Assigned task>
Every entry below, from first to last, should be copied exactly.

Exercise data>
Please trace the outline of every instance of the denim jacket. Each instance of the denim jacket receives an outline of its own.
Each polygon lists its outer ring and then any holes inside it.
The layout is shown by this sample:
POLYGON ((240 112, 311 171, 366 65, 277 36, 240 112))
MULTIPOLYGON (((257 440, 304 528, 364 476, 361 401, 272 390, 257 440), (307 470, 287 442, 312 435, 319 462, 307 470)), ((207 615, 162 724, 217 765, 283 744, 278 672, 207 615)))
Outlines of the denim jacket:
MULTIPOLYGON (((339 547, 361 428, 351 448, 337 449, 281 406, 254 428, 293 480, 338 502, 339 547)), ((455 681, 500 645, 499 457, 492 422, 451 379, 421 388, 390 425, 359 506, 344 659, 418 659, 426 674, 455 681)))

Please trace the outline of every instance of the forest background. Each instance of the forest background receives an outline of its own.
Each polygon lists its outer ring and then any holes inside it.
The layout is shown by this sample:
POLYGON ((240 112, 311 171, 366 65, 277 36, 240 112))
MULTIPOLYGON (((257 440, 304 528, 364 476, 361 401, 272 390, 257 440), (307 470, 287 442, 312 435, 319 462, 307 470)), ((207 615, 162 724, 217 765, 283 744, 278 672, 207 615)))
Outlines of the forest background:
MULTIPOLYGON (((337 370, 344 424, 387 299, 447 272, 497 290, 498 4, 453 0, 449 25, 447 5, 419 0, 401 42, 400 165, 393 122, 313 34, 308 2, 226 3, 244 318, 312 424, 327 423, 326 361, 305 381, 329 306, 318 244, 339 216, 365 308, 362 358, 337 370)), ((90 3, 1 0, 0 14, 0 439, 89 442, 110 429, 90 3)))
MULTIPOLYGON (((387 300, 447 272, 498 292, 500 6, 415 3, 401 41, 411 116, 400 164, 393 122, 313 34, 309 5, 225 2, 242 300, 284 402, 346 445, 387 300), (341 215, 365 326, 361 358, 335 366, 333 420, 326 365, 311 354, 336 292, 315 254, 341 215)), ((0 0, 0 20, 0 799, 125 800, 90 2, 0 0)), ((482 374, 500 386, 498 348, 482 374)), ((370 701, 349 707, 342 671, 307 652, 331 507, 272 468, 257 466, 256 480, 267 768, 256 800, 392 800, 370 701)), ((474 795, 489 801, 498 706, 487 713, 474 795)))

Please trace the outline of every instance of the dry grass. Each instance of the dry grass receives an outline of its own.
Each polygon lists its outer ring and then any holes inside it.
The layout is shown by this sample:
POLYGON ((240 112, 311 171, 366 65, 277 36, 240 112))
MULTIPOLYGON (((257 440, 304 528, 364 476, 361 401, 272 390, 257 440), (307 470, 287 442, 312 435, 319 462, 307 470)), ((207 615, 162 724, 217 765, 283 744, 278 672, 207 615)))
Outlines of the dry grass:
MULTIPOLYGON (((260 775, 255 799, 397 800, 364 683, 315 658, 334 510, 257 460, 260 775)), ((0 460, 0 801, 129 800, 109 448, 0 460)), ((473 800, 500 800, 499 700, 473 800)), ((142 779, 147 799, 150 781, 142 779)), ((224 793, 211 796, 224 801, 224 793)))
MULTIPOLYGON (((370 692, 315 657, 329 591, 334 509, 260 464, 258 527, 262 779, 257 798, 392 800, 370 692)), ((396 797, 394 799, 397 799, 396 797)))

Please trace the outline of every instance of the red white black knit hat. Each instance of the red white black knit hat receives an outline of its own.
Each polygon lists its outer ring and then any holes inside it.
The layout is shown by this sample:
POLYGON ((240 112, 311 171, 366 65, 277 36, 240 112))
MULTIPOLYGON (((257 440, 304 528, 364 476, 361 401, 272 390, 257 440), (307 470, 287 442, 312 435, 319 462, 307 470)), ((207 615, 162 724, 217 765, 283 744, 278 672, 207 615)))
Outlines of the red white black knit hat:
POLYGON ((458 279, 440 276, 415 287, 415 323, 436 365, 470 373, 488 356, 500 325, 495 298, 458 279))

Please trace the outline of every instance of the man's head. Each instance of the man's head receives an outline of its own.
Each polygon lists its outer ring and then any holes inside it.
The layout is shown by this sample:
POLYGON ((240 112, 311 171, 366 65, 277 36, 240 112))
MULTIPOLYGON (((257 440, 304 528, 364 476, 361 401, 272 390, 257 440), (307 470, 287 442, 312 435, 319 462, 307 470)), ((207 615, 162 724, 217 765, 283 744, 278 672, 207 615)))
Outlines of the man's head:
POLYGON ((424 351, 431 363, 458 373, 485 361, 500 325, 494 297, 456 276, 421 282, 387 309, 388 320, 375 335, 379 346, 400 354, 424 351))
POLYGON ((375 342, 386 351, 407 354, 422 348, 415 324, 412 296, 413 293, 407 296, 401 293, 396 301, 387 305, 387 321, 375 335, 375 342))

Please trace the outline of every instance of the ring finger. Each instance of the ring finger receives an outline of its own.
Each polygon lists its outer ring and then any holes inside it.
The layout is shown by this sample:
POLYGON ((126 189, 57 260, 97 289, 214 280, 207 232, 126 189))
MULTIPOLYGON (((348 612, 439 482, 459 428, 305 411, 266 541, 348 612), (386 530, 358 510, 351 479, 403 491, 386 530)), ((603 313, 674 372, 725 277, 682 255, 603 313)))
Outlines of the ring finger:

Response>
Please trace the outline of every instance of the denim jacket. Each instance of the denim jacket receives an outline of its own.
Each polygon lists its outer ring and then any holes inside it.
The layout is shown by this sample:
POLYGON ((240 112, 311 171, 366 65, 277 36, 240 112))
MULTIPOLYGON (((257 440, 304 528, 364 476, 361 401, 272 390, 257 440), (307 470, 287 442, 312 435, 319 462, 307 470)), ((207 615, 162 724, 217 765, 283 744, 278 672, 207 615)))
Outlines of the denim jacket:
MULTIPOLYGON (((339 547, 361 428, 351 448, 337 449, 281 406, 254 428, 293 480, 338 502, 339 547)), ((455 681, 500 645, 499 457, 492 422, 451 379, 421 388, 390 425, 359 506, 344 659, 418 659, 426 674, 455 681)))

Please trace the outline of every instance of the forest background. Each instance of the forest background receives an outline of its own.
Each polygon lists its outer ring and then any holes inside it.
The layout is shown by this sample:
POLYGON ((240 112, 311 171, 366 65, 277 36, 240 112))
MULTIPOLYGON (((257 440, 304 528, 364 476, 361 401, 272 390, 257 440), (307 470, 287 442, 312 435, 319 462, 307 470)), ((207 615, 162 724, 217 765, 283 744, 278 672, 207 615)))
Outlines of the forest background:
MULTIPOLYGON (((337 370, 344 424, 387 299, 447 272, 497 290, 498 4, 453 0, 449 25, 447 5, 419 0, 401 42, 400 165, 393 122, 313 34, 308 2, 226 3, 244 318, 312 424, 327 423, 326 361, 305 381, 329 306, 318 244, 339 216, 365 308, 362 358, 337 370)), ((90 3, 1 0, 0 14, 0 439, 89 442, 110 429, 90 3)))
MULTIPOLYGON (((387 300, 447 272, 498 292, 500 6, 415 3, 401 41, 411 116, 400 164, 393 122, 313 34, 309 5, 225 2, 242 300, 284 402, 346 445, 387 300), (341 215, 365 326, 361 358, 335 366, 333 420, 326 365, 311 354, 336 292, 315 254, 341 215)), ((0 0, 0 20, 0 799, 125 800, 90 2, 0 0)), ((482 374, 500 386, 498 348, 482 374)), ((370 701, 349 707, 342 671, 307 652, 331 507, 272 468, 257 466, 256 480, 267 768, 256 800, 392 800, 370 701)), ((474 795, 489 801, 498 706, 487 713, 474 795)))

Please trace the outline of every instance of the dry grass. Each instance of the dry grass receives an outline of its own.
Each polygon lists its outer ring and then any holes inside it.
The layout is shown by this sample:
POLYGON ((240 112, 311 171, 366 65, 277 36, 240 112))
MULTIPOLYGON (((257 440, 304 528, 364 476, 361 401, 272 390, 257 440), (307 470, 287 442, 312 435, 319 462, 307 470)), ((207 615, 162 724, 217 765, 283 744, 278 672, 207 615)))
Outlines of the dry grass:
MULTIPOLYGON (((260 775, 255 799, 397 800, 364 683, 315 658, 334 510, 257 460, 260 775)), ((0 460, 0 801, 129 800, 109 448, 0 460)), ((473 800, 500 800, 499 700, 473 800)), ((142 779, 147 799, 150 781, 142 779)), ((224 793, 211 796, 224 801, 224 793)))
MULTIPOLYGON (((370 692, 315 657, 329 591, 334 509, 260 464, 258 527, 262 779, 257 798, 392 800, 370 692)), ((396 797, 394 799, 397 799, 396 797)))

Please trace the outline of every instance of the red white black knit hat. Each instance of the red white black knit hat receives an outline of its own.
Each polygon lists its outer ring and then any holes inside it.
The layout is shown by this sample:
POLYGON ((240 112, 311 171, 366 65, 277 36, 240 112))
MULTIPOLYGON (((257 440, 304 528, 364 476, 361 401, 272 390, 257 440), (307 470, 287 442, 312 435, 319 462, 307 470)), ((207 615, 162 724, 217 765, 283 744, 278 672, 207 615)))
Outlines of the red white black knit hat:
POLYGON ((458 279, 440 276, 415 287, 415 323, 436 365, 470 373, 488 356, 500 325, 495 298, 458 279))

Please trace the outline of every instance of the man's head. Each instance of the man's head receives an outline of its own.
Each polygon lists its outer ring and then any holes inside it.
The layout is shown by this sample:
POLYGON ((240 112, 311 171, 366 65, 277 36, 240 112))
MULTIPOLYGON (((257 440, 304 528, 364 476, 361 401, 272 390, 257 440), (307 470, 287 442, 312 435, 319 462, 307 470)), ((207 615, 162 724, 217 765, 283 744, 278 672, 207 615)))
Outlines of the man's head:
POLYGON ((424 351, 431 363, 458 373, 485 361, 500 325, 494 297, 456 276, 421 282, 387 309, 388 320, 375 335, 379 346, 400 354, 424 351))
POLYGON ((375 342, 386 351, 407 354, 422 348, 415 324, 412 296, 413 293, 407 296, 401 293, 396 301, 387 305, 387 321, 375 335, 375 342))

Please trace the outline of every instance of the ring finger. Each instance of the ring finger receives an outline of its own.
Each polygon lists its outer ring and then any holes inside it.
The layout is shown by this sample:
POLYGON ((126 189, 57 260, 97 289, 214 280, 207 232, 126 189))
MULTIPOLYGON (((348 612, 439 482, 459 428, 305 411, 266 541, 348 612), (386 530, 358 510, 351 479, 403 491, 386 530)), ((603 313, 674 372, 725 277, 682 255, 603 313)))
Outlines of the ring finger:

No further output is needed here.